» **LIST OF TASKS**
1. From the passage about insults, list every word it says kids call each other to see if the target will flinch.
2. Retype the part of the passage about insults between "In our national" and "policies and actions.", inclusive.
3. Keep writing the passage about insults, picking up after its last sentence.

» **PASSAGE TO READ**
+ + + + + + +

I suppose that the people who throw around insults like "retard" mostly know that their targets aren't retarded, just as they know that the people they call "faggots" aren't gay. Which doesn't mean that they wouldn't pick on real retarded or gay people, of course; they probably would. They know it's not an accusation; rather it's a taunt, thrown to see if it will draw blood. That's why kids call each other "fag," "queer," "dumb," "fat," "girl," to see if the target will flinch. But I'm not being fair to kids there, since so many adults never outgrow this practice. The right 'accuses' Michael Moore of being fat; the left and the near right 'accuse' Rush Limbaugh of being fat. It would be one thing if such childishness were a way of letting off steam before moving on to more substantive matters, but in many cases it's all they know how to do. (As shown by the popular jape: "Arguing on the Internet is like entering the Special Olympics -- even if you win, your [sic -- they always write it this way] still retarded." In other words, they don't know how to debate or argue or think, which are done pretty much the same on the Internet as elsewhere, and they think their incapacity makes them superior. Superior to whom? To just about everybody, from their tone.

In our national political discourse, it matters a lot more how much you weigh, how you dress, your accent, your hairstyle, the "message" you're sending, than what you believe or do, and why. It matters more that you be "responsible," "positive," and "civil" than that you have any idea what you're talking about. Liberals dwelt much more on Dubya's inability to pronounce "nuclear" than on his real crimes, and now they're much more interested in Obama's comparative eloquence, his poise, how good he is with children (American ones, that is -- what he's done to Afghan and Pakistani children is not to be mentioned), what a great couple he and Michelle are, than in his policies and actions.

+ + + + + + +

» **ROWS**
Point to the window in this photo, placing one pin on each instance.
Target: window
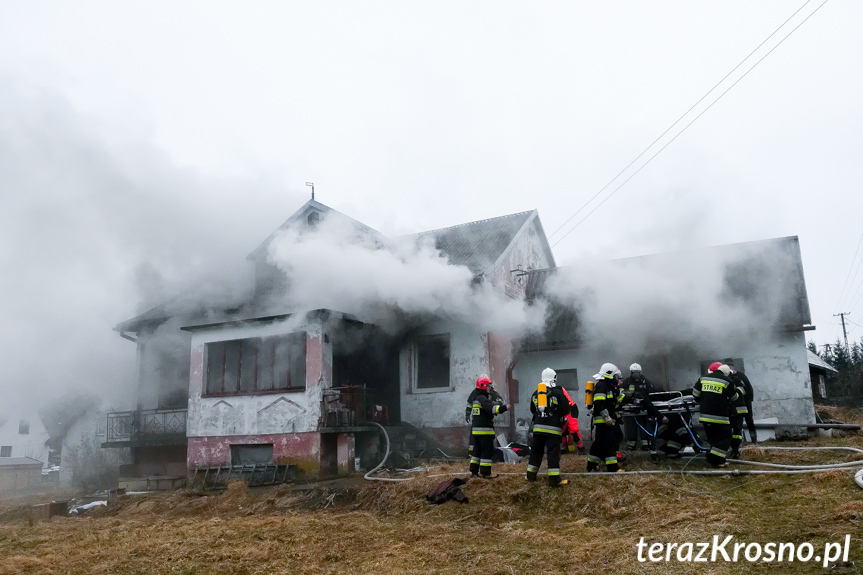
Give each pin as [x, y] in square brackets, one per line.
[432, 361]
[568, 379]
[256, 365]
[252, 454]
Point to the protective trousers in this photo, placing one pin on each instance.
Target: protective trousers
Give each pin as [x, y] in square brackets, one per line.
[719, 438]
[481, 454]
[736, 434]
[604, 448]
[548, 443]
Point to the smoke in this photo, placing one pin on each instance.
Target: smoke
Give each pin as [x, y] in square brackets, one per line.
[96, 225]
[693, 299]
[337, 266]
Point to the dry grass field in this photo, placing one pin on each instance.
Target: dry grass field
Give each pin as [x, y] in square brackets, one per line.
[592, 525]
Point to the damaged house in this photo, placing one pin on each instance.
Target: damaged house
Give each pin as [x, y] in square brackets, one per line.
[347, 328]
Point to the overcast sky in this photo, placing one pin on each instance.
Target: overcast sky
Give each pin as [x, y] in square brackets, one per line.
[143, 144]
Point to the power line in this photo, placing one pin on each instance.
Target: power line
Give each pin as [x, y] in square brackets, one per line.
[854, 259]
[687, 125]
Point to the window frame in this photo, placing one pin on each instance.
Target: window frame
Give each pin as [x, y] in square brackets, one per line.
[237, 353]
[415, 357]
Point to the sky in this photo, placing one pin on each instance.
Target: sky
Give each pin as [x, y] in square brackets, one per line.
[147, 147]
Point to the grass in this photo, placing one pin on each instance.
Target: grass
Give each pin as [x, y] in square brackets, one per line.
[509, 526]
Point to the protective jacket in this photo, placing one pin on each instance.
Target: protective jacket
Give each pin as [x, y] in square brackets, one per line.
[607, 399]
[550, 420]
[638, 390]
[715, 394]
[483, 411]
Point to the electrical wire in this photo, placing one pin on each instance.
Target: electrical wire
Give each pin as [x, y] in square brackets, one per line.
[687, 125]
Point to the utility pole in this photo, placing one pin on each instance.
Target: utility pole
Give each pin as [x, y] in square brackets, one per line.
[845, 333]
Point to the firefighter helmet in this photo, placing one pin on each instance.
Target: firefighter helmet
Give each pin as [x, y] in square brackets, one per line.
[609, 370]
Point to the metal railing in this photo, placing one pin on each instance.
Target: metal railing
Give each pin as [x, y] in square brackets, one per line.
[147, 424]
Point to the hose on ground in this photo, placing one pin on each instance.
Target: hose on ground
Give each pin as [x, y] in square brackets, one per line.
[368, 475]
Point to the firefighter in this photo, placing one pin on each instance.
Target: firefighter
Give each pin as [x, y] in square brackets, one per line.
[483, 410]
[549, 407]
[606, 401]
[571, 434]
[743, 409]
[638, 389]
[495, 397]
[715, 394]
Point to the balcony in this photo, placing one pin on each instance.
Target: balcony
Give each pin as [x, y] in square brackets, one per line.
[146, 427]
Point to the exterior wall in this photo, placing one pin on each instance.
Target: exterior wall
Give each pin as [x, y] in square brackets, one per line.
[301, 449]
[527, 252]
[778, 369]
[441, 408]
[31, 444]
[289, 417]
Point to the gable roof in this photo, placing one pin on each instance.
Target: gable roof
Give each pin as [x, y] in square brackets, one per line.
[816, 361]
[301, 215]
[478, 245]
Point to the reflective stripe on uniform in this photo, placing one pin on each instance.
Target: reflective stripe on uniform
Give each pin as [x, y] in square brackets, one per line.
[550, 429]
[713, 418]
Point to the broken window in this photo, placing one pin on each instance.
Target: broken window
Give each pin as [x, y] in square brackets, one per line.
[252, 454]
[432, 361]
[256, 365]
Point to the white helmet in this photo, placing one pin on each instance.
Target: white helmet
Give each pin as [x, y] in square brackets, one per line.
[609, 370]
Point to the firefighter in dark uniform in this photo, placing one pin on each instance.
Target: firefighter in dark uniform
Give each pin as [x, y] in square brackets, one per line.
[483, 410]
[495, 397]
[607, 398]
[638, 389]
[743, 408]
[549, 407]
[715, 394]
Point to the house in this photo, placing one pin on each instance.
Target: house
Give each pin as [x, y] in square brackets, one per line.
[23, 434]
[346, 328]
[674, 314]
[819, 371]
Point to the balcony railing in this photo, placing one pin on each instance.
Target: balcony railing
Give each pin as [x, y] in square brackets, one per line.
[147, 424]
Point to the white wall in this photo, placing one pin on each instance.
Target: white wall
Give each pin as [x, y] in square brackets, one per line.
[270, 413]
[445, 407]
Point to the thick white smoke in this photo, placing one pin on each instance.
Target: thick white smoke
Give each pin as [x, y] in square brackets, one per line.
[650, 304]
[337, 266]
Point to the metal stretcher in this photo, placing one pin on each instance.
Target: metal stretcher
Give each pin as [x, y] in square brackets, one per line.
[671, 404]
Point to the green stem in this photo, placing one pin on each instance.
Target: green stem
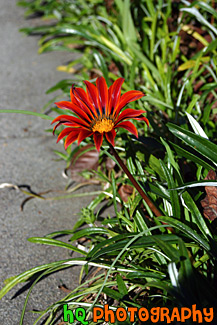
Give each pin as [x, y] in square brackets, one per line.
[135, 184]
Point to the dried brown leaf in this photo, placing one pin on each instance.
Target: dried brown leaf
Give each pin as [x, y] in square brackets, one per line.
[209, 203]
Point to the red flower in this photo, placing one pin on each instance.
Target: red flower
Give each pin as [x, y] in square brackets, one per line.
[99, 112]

+ + + + + + +

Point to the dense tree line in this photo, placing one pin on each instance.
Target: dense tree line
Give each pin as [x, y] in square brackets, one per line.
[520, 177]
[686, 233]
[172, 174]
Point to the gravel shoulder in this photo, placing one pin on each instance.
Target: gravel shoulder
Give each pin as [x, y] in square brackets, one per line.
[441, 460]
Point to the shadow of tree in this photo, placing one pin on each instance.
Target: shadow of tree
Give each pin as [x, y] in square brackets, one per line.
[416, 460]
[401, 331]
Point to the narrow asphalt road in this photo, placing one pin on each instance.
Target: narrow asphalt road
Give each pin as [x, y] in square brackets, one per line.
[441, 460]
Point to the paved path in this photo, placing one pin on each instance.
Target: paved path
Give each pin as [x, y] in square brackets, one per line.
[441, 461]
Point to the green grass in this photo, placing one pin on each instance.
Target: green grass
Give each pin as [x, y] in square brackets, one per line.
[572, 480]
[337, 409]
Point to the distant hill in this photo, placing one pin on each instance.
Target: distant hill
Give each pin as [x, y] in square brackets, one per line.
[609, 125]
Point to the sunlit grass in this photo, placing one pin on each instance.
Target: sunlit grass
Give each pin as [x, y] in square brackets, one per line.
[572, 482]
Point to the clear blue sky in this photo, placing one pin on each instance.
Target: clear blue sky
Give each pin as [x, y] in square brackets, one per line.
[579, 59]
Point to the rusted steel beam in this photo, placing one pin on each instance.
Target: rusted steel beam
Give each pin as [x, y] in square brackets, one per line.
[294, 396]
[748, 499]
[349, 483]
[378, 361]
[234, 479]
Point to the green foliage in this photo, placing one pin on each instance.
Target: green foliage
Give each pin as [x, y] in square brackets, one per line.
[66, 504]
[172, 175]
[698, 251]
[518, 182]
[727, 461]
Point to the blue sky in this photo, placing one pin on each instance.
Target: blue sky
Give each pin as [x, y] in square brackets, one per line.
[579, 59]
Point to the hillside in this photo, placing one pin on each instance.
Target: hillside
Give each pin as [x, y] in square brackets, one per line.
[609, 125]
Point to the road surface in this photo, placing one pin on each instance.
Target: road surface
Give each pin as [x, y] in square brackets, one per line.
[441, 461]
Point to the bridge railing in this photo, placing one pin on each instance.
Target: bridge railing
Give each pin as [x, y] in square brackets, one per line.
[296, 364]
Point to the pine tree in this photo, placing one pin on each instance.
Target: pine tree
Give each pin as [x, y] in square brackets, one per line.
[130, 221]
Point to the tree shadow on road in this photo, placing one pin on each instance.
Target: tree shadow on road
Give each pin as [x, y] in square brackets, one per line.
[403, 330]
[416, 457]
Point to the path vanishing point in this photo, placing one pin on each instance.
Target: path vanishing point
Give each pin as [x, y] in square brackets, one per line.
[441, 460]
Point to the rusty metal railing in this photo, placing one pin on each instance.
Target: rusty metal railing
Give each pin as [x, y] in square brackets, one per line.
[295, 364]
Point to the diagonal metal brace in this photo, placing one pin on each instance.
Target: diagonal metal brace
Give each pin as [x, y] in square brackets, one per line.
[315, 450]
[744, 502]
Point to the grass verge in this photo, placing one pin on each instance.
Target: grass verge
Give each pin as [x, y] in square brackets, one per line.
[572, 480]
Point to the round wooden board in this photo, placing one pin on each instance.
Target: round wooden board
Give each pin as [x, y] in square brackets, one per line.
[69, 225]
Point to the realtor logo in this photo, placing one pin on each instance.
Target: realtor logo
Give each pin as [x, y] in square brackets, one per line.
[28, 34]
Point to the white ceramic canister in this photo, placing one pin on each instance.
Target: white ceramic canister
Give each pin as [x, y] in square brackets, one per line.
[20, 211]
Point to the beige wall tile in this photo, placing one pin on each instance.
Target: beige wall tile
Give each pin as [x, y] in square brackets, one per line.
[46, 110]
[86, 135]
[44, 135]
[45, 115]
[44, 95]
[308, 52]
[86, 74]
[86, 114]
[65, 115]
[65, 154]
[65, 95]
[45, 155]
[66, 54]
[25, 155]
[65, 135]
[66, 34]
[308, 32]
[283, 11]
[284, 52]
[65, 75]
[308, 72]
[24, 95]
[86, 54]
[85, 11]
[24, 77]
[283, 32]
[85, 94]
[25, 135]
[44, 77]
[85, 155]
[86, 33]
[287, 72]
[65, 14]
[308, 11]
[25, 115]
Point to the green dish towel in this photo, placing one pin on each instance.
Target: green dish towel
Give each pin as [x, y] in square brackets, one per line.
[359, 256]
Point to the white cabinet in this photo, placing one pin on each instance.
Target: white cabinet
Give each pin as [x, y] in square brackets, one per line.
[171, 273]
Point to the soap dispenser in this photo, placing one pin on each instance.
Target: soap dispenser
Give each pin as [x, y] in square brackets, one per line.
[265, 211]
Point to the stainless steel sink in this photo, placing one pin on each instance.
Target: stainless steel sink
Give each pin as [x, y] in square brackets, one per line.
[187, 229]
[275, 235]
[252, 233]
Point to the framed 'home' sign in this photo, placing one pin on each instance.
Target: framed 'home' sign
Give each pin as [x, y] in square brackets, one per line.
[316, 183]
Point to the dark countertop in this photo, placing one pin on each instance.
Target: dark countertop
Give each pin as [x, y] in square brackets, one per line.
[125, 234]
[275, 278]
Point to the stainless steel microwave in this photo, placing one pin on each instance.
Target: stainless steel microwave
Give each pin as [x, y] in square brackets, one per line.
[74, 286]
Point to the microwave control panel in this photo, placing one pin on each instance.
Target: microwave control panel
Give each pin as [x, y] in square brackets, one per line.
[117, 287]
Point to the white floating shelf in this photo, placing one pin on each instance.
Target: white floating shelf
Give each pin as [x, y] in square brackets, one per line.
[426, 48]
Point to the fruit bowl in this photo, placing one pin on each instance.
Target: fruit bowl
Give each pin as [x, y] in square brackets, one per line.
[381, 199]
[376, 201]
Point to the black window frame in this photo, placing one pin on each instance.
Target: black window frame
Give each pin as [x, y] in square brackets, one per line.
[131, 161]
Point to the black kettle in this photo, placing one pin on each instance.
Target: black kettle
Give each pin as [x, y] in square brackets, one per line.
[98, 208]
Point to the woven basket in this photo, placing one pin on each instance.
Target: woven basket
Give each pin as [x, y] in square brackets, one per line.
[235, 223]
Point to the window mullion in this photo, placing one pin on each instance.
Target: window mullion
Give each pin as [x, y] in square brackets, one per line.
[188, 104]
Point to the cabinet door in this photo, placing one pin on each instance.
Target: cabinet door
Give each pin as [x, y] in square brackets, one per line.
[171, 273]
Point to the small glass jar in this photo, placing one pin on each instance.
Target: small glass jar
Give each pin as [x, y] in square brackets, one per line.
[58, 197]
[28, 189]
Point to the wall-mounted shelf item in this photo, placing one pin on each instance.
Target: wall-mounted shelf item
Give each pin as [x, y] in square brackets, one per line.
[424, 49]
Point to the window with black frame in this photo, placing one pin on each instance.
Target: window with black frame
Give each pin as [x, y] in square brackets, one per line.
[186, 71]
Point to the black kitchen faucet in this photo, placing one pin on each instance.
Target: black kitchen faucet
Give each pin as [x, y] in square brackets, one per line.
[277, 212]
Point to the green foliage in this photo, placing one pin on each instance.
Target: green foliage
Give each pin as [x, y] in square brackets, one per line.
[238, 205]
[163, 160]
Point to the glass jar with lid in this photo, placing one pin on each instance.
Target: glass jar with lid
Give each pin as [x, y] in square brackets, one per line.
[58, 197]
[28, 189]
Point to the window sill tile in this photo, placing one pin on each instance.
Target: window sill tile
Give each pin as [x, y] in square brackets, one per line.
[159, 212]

+ + + + + + +

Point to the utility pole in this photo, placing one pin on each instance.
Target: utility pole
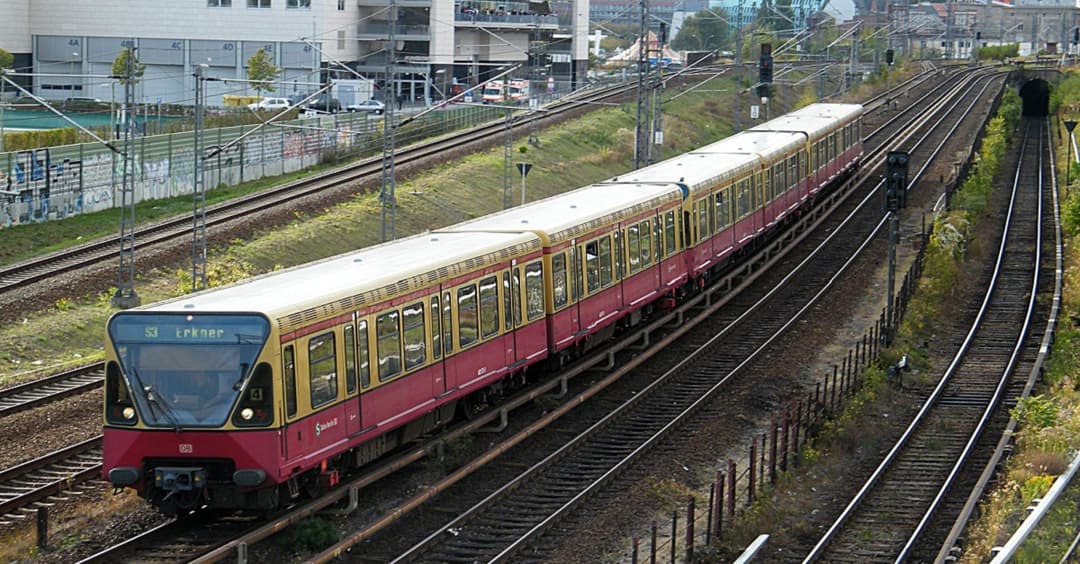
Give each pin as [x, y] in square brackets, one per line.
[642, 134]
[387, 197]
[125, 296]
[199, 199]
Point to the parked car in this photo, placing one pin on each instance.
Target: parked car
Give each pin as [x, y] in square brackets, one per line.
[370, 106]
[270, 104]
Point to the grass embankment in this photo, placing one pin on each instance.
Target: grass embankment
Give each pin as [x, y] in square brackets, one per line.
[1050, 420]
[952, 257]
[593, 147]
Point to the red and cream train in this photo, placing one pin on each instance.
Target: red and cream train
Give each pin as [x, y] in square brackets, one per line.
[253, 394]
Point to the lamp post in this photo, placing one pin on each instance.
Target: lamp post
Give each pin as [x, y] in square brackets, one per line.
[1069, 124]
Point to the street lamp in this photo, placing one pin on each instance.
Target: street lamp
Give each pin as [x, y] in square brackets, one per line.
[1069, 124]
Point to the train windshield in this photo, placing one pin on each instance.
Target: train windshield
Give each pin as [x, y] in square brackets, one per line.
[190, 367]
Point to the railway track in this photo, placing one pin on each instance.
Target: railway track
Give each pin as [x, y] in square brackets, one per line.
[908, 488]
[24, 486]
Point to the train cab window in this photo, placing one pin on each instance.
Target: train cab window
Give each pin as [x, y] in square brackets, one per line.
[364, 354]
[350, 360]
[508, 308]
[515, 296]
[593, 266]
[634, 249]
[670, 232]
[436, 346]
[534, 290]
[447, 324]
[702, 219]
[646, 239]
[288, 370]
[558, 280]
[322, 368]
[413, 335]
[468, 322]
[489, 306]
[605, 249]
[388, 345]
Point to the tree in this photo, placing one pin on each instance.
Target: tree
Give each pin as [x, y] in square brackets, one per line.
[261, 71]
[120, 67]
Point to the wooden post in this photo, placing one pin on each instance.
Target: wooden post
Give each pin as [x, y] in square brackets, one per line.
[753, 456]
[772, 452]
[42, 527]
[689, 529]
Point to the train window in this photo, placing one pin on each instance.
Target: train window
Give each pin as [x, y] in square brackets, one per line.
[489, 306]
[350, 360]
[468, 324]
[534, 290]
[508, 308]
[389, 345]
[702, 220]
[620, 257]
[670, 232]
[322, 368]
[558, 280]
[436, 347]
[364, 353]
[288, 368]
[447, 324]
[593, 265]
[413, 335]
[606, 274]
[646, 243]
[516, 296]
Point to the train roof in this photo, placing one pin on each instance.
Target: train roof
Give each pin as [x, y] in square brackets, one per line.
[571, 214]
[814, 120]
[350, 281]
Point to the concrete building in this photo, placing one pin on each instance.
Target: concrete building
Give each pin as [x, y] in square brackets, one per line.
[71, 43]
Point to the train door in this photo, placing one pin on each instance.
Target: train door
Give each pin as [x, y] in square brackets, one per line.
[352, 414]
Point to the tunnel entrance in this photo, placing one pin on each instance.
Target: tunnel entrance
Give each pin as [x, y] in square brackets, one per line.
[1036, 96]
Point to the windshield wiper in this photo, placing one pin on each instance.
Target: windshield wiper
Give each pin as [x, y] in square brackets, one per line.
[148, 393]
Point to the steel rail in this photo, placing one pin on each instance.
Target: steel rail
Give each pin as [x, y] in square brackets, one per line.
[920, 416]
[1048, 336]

+ + + + + + +

» **IN RESPONSE**
1. fag, queer, dumb, fat, girl

2.
In our national political discourse, it matters a lot more how much you weigh, how you dress, your accent, your hairstyle, the "message" you're sending, than what you believe or do, and why. It matters more that you be "responsible," "positive," and "civil" than that you have any idea what you're talking about. Liberals dwelt much more on Dubya's inability to pronounce "nuclear" than on his real crimes, and now they're much more interested in Obama's comparative eloquence, his poise, how good he is with children (American ones, that is -- what he's done to Afghan and Pakistani children is not to be mentioned), what a great couple he and Michelle are, than in his policies and actions.

3.
I suppose the same reason underlies the panic so many adults exhibit when someone throws a slur in their direction -- they've never outgrown the panic children feel when a gang of other kids call them names. Mommy! they're being mean to me! Still, we need to outgrow it. It's so much easier to try to ban words we don't like than to get people to change their ideas and feelings. (I bet the Gawker's R-Word Month made a big difference, don't you?)

Once, when I was about twelve, I fell off my bike, scraping my knee and hand. It was the first time I'd done that in a long time. I reflexively drew in a breath to start crying, which is what you're supposed to do when you fall and hurt yourself, but then stopped when I realized that though the scrapes hurt, they didn't hurt that much. After pondering this for a moment, I got back on the bike and rode on. I've had much the same reaction to some of the slurs and insults that were directed at me as an adult: they don't hurt that much, not enough to keep me from riding figuratively on -- and when possible, all over the person who used the slur. If I've left tire marks on their souls, then my life has not been entirely in vain.